-- begin --
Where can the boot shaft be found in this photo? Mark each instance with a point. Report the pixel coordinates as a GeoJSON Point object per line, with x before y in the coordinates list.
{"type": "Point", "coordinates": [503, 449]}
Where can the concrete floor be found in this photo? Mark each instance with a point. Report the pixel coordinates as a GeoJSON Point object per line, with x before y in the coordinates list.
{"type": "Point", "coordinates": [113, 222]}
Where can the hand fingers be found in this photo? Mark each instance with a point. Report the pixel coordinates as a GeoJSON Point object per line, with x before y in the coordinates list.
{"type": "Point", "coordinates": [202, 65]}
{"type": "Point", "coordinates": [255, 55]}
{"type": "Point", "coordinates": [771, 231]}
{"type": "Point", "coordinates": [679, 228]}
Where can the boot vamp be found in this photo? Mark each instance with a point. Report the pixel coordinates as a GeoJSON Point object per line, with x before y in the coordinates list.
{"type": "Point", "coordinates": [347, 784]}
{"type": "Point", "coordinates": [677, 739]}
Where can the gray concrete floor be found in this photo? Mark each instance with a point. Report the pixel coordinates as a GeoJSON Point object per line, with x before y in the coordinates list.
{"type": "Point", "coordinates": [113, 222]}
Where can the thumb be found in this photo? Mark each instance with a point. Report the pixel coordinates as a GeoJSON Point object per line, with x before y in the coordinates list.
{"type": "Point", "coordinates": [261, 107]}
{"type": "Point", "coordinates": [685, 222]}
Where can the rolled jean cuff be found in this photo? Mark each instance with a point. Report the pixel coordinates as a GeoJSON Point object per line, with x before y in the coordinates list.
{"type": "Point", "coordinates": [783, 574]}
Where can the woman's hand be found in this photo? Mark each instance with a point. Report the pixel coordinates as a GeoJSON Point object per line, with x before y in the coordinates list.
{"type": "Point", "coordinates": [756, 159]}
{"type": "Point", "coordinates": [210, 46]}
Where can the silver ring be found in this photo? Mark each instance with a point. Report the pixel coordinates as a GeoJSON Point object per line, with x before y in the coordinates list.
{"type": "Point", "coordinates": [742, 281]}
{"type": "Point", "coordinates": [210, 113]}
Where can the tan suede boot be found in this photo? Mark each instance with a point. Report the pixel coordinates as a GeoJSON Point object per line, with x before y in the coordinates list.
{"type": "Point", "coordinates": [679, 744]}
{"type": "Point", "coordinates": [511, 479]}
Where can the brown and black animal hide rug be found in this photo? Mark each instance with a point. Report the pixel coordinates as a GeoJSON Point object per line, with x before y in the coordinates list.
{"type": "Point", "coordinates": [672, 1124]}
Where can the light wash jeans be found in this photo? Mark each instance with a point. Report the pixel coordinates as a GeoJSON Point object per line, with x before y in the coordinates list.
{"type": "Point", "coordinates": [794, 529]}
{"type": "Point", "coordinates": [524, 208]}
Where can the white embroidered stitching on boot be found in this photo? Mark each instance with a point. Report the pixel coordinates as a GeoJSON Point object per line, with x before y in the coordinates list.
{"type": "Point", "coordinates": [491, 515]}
-- end --
-- begin --
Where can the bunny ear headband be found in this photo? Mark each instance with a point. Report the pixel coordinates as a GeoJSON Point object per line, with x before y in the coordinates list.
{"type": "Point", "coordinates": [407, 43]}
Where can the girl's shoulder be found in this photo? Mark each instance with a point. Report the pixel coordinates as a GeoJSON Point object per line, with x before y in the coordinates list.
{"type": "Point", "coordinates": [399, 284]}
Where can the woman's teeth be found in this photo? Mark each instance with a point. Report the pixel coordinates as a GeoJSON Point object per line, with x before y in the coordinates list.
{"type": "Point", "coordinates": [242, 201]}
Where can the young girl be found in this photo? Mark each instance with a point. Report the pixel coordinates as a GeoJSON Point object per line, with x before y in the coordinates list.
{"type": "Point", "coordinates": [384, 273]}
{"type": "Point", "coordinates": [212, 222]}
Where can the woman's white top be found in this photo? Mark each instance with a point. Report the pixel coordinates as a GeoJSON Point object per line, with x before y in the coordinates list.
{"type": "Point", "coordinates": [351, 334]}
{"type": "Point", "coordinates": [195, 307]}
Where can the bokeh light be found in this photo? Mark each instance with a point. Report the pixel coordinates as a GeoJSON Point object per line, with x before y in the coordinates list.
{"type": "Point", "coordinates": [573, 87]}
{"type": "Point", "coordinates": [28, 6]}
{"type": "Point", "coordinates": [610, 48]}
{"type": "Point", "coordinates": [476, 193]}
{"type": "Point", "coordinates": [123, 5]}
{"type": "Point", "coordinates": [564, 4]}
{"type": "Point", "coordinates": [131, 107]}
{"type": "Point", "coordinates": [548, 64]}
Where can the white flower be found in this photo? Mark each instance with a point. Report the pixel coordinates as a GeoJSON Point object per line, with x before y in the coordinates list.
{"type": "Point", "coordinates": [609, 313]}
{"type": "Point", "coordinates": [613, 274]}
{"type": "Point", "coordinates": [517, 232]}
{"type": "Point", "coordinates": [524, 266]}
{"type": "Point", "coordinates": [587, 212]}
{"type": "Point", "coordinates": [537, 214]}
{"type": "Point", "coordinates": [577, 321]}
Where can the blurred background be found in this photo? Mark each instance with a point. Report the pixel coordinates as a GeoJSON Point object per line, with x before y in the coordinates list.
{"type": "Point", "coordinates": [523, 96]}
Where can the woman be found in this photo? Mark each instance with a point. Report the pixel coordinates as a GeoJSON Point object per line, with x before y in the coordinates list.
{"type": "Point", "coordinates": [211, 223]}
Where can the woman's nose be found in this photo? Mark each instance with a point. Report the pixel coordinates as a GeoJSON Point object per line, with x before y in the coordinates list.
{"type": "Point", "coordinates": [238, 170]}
-- end --
-- begin --
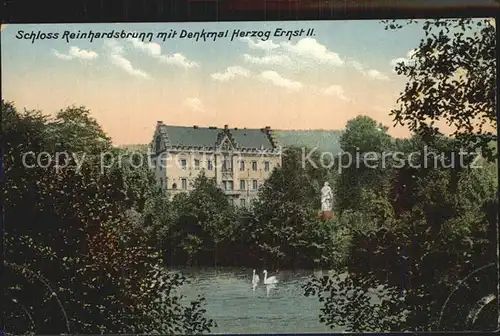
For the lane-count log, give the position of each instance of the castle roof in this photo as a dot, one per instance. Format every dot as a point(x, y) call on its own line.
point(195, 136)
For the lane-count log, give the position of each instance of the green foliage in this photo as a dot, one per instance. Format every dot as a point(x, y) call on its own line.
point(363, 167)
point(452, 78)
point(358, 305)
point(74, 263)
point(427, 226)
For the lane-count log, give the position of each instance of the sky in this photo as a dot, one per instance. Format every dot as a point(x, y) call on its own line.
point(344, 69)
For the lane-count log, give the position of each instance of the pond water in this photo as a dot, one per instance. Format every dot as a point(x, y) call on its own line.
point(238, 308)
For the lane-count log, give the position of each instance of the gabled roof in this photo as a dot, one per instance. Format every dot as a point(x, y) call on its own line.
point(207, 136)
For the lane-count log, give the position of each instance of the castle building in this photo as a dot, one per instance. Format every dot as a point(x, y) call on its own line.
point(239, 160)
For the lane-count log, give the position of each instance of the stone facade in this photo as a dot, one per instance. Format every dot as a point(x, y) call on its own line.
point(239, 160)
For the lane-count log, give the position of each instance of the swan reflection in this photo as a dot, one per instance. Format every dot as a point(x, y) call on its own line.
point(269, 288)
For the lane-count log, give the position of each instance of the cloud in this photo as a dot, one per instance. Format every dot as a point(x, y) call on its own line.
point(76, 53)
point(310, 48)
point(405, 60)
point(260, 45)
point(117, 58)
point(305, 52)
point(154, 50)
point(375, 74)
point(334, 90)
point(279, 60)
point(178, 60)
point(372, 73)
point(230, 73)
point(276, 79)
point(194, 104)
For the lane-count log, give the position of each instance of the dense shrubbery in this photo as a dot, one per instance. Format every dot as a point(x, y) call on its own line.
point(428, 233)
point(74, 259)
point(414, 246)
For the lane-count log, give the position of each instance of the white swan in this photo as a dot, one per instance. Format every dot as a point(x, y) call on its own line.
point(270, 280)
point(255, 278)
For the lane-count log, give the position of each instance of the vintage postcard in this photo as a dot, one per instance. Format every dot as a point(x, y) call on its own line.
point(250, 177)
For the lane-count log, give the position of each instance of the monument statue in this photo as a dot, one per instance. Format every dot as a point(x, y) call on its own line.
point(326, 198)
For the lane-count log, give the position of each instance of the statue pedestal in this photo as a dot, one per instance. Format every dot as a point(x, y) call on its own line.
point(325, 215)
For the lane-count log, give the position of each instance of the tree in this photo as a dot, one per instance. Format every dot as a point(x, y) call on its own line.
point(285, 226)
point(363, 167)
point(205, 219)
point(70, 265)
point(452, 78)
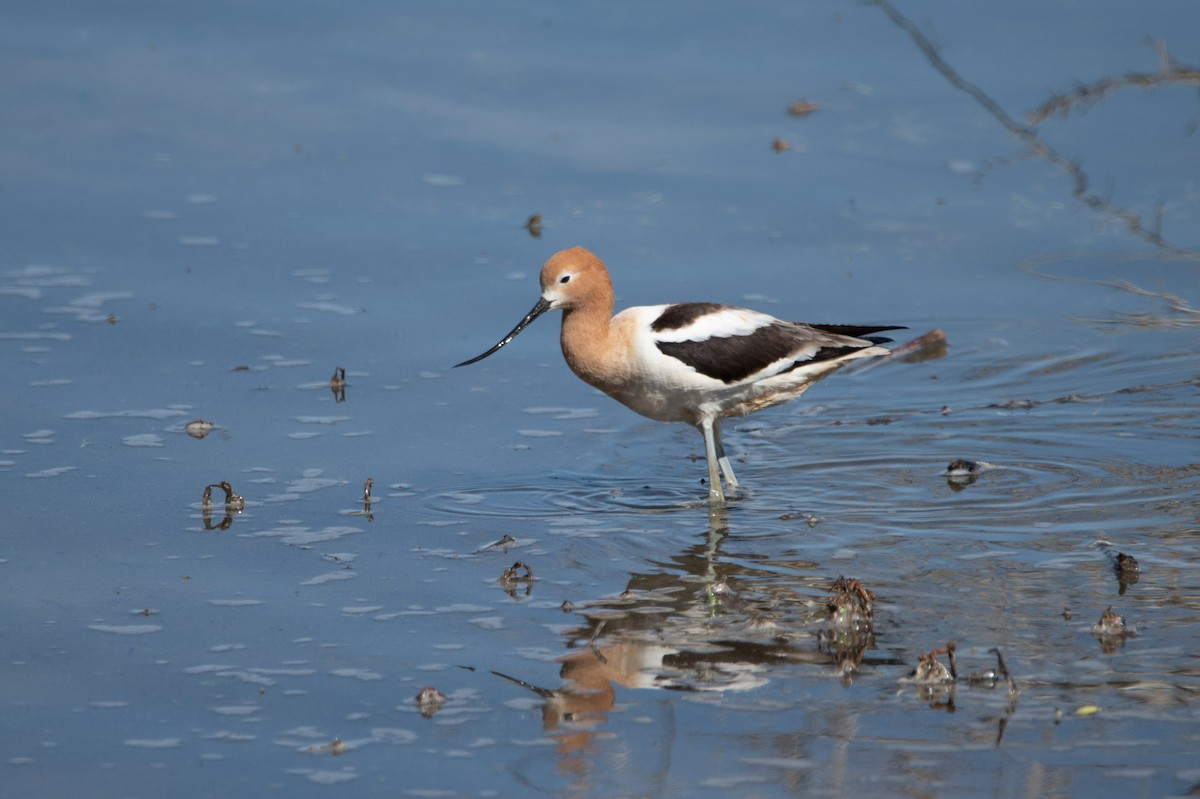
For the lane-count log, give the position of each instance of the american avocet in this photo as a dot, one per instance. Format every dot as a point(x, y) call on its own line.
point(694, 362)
-- end --
• [What you have to do] List each line of the data above that contains the word "statue", copying every such line in full. Case counts.

• [Reply]
For the lane-count log, give the position of each instance of the monument statue in this photo as a dot, one per instance. Format every dot as a point(x, y) call on its own line.
For the lane-count log, give the position of each instance of the statue pedestal in this photo as a dot, one per instance. Format every dot as a point(x, y) call on its own line.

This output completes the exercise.